Между тем война для афганцев шла все хуже и хуже. Хотя моджахедов повсеместно хвалили за храбрость, их положение казалось совершенно безнадежным. В США у них не было влиятельных сторонников, а те, кто возвышал голос в их защиту, представляли собой разношерстные и маргинальные группы. Бывший «зеленый берет», американец литовского происхождения, выпустил информационный бюллетень с жалобами на то, что ЦРУ снабжает моджахедов давно устаревшим оружием; репортеры изредка ссылались на него. Горстка энтузиасток с правыми взглядами из Нью-Йорка и Вашингтона обивала пороги Конгресса с воззванием к консервативным поборникам курса Рейгана. И наконец, был друг Джоанны, Чарльз Фернли Фосетт. Этот седовласый американец пылал такой чистой страстью и прилагал такие неустанные усилия, расписывая бедственное положение афганцев, что в 1981 году Зия уль-Хак удостоил его высшей гражданской награды Пакистана. Фосетт отправился в донкихотское странствие, взывая к совести всего мира, который почти не обращал на него внимания. Он показывал свой фильм «Мужество — наше оружие» не только в гостиной барона Рики, но и в университетских кампусах, салонах Палм-Бич и частных клубах Сингапура — в странных местах, где собирались богачи, которые не скупились на чувства, но ровным счетом ничего не делали. Кульминацией усилий шестидесятилетнего романтика-крестоносца стало решение директора ЦРУ Уильяма Кейси допустить показ фильма в штаб-квартире Агентства.

Несмотря на этот щедрый жест, Джоанна продолжала читать Уилсону лекции об ужасающей неспособности ЦРУ сделать что-нибудь полезное для борцов за свободу. Теперь, когда Уилсон приезжал к ней на выходные в ее роскошный особняк Ривер-Оукс, она выделяла ему комнату рядом с Фосеттом в отдельном крыле дома, чтобы двое мужчин могли лучше познакомиться друг с другом. То ли чары Джоанны, то ли большие честные глаза Фосетта, умоляющие Уилсона исполнить свой долг, все-таки доконали конгрессмена. Летом он объявил, что отправляется в Пакистан для встречи с Зией уль-Хаком и афганскими моджахедами.

— ВАША ЗАДАЧА —
Отредактируйте отрывок об афганских моджахедах: приведите его часть от «Несмотря на этот» до «и афганскими моджахедами.», заменив «Летом» на «Осенью».

— ПРЕДСТАВЛЕННЫЙ МАТЕРИАЛ —
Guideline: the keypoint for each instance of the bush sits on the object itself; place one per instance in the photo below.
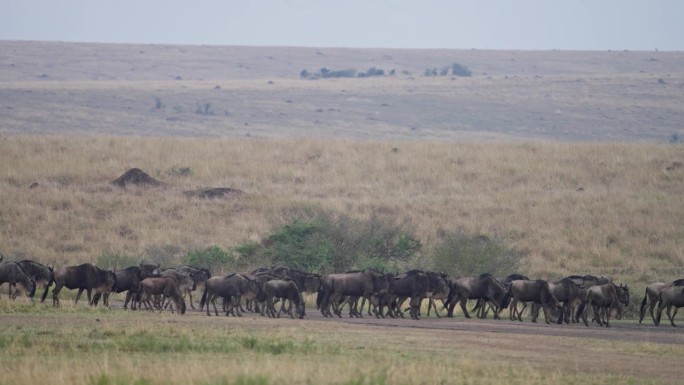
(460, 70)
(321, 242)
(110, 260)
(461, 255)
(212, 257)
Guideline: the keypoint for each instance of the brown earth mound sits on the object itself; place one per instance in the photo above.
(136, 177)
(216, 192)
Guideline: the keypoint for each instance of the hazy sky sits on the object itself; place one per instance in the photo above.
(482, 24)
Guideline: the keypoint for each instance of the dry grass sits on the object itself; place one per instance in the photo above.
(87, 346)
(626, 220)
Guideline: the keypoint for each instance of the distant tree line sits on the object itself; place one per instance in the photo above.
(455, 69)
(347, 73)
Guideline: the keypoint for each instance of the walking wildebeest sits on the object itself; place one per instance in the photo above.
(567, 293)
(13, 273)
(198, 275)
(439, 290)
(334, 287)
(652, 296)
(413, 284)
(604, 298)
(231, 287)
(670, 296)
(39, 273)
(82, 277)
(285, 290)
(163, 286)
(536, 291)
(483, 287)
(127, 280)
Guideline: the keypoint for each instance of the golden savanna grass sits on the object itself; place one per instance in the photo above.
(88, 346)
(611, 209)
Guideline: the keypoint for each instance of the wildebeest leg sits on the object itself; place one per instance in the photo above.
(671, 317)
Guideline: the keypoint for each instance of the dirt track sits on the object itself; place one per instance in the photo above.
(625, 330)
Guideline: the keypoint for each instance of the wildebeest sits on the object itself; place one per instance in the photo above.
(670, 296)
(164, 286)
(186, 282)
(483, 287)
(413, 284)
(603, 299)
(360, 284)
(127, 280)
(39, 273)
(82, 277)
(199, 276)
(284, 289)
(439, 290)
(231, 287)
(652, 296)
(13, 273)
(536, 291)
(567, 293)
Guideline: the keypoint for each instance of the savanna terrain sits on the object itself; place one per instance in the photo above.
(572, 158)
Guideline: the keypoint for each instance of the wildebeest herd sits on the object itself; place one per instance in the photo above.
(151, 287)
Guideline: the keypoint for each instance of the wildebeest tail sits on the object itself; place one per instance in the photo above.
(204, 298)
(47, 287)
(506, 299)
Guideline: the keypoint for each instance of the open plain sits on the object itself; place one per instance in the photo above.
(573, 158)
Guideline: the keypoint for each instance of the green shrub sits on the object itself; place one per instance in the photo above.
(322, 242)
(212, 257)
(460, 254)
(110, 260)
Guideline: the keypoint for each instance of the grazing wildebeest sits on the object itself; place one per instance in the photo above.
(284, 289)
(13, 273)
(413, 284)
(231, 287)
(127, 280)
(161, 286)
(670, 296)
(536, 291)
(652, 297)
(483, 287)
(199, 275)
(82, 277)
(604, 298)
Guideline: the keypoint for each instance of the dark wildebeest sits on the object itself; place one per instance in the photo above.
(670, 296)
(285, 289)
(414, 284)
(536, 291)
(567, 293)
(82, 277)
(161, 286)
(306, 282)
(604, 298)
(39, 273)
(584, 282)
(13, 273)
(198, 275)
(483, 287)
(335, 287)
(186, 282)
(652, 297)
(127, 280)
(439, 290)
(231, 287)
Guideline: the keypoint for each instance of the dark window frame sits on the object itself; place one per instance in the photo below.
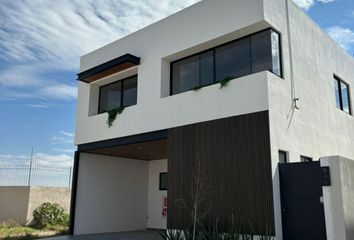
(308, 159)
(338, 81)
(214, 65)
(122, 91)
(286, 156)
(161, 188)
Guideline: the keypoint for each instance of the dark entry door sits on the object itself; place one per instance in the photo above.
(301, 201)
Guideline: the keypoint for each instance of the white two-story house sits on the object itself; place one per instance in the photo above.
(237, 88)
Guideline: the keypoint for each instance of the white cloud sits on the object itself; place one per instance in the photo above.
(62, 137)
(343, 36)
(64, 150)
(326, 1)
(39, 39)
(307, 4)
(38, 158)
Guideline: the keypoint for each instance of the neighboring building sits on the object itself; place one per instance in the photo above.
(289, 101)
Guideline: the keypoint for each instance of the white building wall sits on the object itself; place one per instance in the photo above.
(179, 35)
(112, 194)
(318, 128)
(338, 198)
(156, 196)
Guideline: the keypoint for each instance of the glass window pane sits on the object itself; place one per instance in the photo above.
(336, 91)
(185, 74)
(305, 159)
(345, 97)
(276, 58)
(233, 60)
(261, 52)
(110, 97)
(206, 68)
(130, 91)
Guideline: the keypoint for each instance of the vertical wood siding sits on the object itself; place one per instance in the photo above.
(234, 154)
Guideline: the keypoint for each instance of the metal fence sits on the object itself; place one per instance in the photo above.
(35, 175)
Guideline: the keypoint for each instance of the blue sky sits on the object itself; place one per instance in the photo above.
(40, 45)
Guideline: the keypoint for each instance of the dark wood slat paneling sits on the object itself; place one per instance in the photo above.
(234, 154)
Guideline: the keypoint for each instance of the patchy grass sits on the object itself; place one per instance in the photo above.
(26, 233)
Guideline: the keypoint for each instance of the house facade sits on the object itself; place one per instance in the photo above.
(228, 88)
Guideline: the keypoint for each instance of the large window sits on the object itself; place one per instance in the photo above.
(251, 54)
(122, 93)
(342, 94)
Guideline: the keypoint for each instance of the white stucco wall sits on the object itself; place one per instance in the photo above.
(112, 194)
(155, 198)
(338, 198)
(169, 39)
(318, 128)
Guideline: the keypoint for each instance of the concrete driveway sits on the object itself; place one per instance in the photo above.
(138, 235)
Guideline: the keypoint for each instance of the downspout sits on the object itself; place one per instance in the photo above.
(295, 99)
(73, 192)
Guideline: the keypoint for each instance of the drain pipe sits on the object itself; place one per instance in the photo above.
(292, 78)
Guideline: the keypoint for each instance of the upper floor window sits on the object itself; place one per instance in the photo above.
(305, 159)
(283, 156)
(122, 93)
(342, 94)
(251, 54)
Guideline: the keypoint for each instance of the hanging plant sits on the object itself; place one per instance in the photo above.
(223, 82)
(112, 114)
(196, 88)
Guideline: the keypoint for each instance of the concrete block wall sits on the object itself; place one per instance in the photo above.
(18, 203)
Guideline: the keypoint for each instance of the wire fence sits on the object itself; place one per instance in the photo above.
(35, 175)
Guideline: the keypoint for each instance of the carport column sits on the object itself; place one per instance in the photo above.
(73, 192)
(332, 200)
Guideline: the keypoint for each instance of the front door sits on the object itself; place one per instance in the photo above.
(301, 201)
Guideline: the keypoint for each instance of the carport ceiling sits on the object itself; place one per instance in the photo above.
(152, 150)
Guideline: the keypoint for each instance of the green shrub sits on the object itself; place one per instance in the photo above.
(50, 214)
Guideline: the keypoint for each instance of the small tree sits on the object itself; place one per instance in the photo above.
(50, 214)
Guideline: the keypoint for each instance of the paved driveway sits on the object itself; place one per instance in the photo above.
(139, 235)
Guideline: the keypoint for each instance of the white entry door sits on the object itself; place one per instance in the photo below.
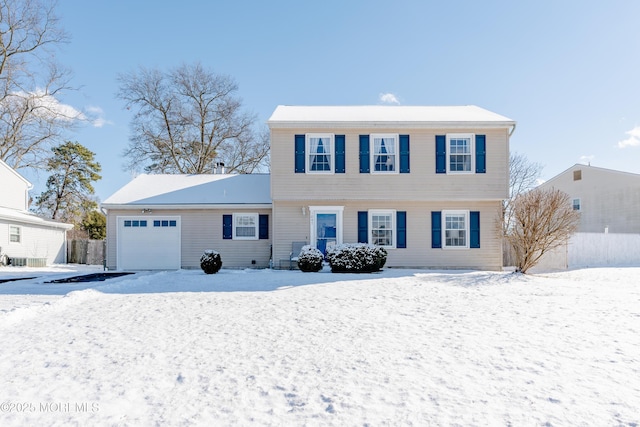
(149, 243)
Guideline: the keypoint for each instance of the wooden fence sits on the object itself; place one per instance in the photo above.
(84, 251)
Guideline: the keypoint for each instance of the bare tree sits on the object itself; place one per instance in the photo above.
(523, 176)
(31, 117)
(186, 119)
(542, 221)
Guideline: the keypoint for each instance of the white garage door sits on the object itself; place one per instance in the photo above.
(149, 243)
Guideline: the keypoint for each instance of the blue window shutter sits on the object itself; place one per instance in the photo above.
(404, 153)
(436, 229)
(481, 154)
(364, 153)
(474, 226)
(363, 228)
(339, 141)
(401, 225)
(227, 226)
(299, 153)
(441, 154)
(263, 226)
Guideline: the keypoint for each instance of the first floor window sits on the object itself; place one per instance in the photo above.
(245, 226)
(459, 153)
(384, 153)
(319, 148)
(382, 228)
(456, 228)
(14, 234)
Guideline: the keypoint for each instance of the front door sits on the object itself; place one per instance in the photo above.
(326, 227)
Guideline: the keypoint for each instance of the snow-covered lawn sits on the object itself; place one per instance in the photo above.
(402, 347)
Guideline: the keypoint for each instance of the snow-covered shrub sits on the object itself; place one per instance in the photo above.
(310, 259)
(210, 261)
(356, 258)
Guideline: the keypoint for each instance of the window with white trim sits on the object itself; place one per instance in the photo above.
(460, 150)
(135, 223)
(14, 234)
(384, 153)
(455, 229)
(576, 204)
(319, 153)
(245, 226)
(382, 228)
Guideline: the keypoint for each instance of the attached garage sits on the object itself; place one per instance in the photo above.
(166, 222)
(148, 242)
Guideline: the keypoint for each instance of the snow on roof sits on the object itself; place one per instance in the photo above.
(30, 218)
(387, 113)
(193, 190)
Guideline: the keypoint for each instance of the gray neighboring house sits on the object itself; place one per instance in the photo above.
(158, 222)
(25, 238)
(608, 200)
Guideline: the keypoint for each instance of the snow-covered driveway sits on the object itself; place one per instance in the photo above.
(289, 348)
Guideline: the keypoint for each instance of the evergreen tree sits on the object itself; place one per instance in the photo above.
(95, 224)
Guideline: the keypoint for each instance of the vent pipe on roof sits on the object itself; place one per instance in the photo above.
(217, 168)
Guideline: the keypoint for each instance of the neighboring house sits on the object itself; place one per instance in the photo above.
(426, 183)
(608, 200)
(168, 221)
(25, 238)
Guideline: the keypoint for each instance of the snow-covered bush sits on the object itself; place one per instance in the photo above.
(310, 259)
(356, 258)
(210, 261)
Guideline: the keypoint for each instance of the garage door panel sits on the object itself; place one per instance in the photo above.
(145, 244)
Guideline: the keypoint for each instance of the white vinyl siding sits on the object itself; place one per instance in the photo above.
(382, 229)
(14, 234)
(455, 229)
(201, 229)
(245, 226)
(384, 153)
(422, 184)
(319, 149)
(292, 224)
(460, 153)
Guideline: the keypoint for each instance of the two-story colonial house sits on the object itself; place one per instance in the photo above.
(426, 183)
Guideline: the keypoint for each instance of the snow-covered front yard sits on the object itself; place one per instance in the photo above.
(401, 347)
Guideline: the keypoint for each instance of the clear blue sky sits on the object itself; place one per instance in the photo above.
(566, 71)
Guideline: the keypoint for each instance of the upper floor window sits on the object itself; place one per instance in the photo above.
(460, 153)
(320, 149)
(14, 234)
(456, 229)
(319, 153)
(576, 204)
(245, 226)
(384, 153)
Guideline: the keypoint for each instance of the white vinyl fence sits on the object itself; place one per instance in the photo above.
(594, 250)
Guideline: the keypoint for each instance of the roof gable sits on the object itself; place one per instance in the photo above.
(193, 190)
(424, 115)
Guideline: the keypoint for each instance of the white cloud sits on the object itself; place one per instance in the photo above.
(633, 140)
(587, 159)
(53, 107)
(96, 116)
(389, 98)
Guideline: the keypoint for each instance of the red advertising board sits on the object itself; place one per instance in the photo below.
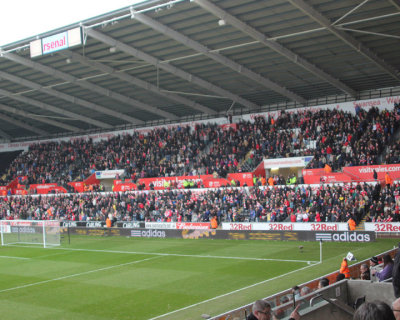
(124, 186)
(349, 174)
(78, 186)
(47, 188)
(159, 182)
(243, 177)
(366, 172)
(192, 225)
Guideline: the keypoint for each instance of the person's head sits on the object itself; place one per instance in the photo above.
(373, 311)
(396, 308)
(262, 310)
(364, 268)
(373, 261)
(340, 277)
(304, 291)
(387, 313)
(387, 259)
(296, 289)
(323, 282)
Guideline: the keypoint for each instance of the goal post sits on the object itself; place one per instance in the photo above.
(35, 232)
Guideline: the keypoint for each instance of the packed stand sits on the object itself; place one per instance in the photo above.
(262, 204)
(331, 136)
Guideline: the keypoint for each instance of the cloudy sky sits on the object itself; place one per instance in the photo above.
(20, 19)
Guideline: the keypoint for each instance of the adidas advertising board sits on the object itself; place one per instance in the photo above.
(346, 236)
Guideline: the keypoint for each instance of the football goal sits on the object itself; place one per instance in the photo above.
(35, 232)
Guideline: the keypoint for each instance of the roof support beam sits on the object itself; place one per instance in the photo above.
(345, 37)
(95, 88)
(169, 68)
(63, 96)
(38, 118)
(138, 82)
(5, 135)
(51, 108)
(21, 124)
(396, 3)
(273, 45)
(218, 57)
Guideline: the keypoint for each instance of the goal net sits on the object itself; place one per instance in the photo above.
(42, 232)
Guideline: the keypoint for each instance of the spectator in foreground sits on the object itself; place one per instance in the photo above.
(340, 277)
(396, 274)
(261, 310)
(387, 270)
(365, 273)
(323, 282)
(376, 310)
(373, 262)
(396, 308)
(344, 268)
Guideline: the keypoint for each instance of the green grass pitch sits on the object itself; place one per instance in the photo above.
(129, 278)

— ПИСЬМЕННЫЙ ОТВЕТ —
Несмотря на этот щедрый жест, Джоанна продолжала читать Уилсону лекции об ужасающей неспособности ЦРУ сделать что-нибудь полезное для борцов за свободу. Теперь, когда Уилсон приезжал к ней на выходные в ее роскошный особняк Ривер-Оукс, она выделяла ему комнату рядом с Фосеттом в отдельном крыле дома, чтобы двое мужчин могли лучше познакомиться друг с другом. То ли чары Джоанны, то ли большие честные глаза Фосетта, умоляющие Уилсона исполнить свой долг, все-таки доконали конгрессмена. Осенью он объявил, что отправляется в Пакистан для встречи с Зией уль-Хаком и афганскими моджахедами.